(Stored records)
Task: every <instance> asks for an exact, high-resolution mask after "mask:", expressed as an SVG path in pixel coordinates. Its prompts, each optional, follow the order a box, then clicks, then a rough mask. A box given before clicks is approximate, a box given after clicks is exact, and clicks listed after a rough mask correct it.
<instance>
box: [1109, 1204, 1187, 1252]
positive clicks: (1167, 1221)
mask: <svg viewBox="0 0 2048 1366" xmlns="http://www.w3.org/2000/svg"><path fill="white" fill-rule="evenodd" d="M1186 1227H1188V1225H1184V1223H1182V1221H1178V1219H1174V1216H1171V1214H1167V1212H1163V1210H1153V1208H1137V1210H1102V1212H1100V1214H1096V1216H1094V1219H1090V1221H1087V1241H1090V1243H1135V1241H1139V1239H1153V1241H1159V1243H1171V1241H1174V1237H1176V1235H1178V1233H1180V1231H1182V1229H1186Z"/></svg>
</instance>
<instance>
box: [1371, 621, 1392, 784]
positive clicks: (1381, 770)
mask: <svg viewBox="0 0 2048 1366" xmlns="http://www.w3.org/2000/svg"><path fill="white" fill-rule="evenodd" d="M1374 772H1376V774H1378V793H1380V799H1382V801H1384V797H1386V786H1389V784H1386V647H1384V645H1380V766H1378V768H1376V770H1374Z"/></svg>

WHAT TO PRODUCE: Reproduce every row above verbatim.

RESPONSE AREA:
Task: every <instance> asks for an exact, high-resolution mask after "mask:", expressed as an SVG path in pixel coordinates. Its prompts, each optional, follow the order a box, then clicks, then a rough mask. A box given before clicks is approximate, a box given after clicks is exact, and clicks listed after a rough mask correct it.
<instance>
box: [1109, 1204, 1187, 1252]
positive clicks: (1167, 1221)
mask: <svg viewBox="0 0 2048 1366" xmlns="http://www.w3.org/2000/svg"><path fill="white" fill-rule="evenodd" d="M1186 1227H1188V1225H1184V1223H1182V1221H1178V1219H1174V1216H1171V1214H1167V1212H1163V1210H1153V1208H1137V1210H1102V1212H1100V1214H1096V1216H1094V1219H1090V1221H1087V1241H1090V1243H1135V1241H1139V1239H1153V1241H1159V1243H1171V1241H1174V1237H1176V1235H1178V1233H1180V1231H1182V1229H1186Z"/></svg>
</instance>
<instance>
box: [1371, 621, 1392, 784]
positive clicks: (1381, 770)
mask: <svg viewBox="0 0 2048 1366" xmlns="http://www.w3.org/2000/svg"><path fill="white" fill-rule="evenodd" d="M1374 772H1376V774H1378V793H1380V799H1382V801H1384V797H1386V786H1389V784H1386V647H1384V645H1380V766H1378V768H1376V770H1374Z"/></svg>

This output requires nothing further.